TASK OBJECTIVE: Print every line of the data below without any change, but leave out the pictures.

________________________

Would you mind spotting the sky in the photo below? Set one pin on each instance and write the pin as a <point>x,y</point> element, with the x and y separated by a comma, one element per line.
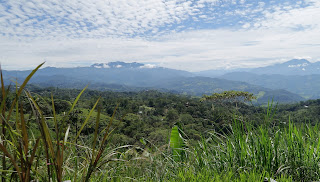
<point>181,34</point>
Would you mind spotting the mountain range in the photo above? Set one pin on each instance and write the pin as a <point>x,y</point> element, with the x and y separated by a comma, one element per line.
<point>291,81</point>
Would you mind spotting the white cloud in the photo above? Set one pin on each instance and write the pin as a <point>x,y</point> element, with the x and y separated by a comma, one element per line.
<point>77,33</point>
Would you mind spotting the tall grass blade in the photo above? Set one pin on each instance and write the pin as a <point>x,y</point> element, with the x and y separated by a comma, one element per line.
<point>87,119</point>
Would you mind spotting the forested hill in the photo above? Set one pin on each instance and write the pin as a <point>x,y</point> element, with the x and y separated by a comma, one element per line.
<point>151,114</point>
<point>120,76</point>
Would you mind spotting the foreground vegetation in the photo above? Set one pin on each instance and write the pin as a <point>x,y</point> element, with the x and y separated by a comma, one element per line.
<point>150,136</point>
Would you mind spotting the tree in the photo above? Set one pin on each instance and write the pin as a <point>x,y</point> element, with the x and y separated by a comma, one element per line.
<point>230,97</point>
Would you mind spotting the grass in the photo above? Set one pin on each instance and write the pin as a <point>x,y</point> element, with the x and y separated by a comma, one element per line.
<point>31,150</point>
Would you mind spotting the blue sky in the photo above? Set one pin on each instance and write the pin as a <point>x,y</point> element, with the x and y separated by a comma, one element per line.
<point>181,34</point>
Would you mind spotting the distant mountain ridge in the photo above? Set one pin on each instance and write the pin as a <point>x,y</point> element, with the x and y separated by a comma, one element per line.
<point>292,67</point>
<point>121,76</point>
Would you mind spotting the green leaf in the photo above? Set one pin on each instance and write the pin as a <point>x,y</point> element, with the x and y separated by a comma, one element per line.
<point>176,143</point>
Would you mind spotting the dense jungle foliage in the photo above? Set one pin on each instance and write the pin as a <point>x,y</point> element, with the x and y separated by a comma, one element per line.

________________________

ANSWER TO THE EXERCISE:
Would you mind spotting the sky in the photo below? Set one pin on each instance and write the pin as a <point>x,y</point> element, with the x and y separated by a comma, one element per line.
<point>181,34</point>
Would you mind spotting the mountain range in the photo above? Set one pin on each instance and write the pin as a <point>x,y</point> element, with the x and y separated by a comma, one element per line.
<point>291,81</point>
Would you mind spotting the white cloud in the photo above? Set one pin on each instance and write the pin as a <point>x,y</point> element, with the x and y separated by a comma, one element per line.
<point>77,33</point>
Would you mind spotting the tall grass blade in the photo above? Set one pin on each instance and write the pin as a <point>x,y</point> element, with the x and y separated by a comma, one element per line.
<point>87,119</point>
Would you mind spotting the forested hill in the photo above? Set one pin on each instance and write the pin as a <point>x,y</point> element, with the x and y separated by a comma, one element per line.
<point>151,114</point>
<point>120,76</point>
Would you mind spotting the foreground vegetation in the photo above? Set one pin on each instance and write the pin as a <point>x,y</point> element, with the x and y separated by a comma, one element per line.
<point>150,136</point>
Would you mind spotting the tree in the photo above? Set one pin on each instance and write the pin as a <point>x,y</point> element, with the x and y separated by a comma, one element per line.
<point>230,97</point>
Would you mind spotting the grass in the photo above? Set one pin on each instance and write the pin as a <point>x,y</point> element, with the x and y separated by a comma, one element per line.
<point>31,150</point>
Would you mind spotting the blue sky in the photo above? Set one pin on each instance and write the pin as a <point>x,y</point> element, with the x and y separated by a comma, one element per line.
<point>181,34</point>
Would you mind spotting the distant mountain ridge in the photo above? Set one pin on each instance and write the pin as a <point>x,y</point> element, with the x and y separated by a comma, one element per line.
<point>292,67</point>
<point>121,76</point>
Would you mind spotting the green leaf in the photo above? Set one pin on each instance and write the pin as a <point>x,y</point> element, with the x and y separated by a comma, one element per line.
<point>176,143</point>
Would you mind spotting the dense jungle foliage in the photo above? Set one pin on each instance and write the pin as a <point>x,y</point> element, with the x and y separated by a comma, one element per line.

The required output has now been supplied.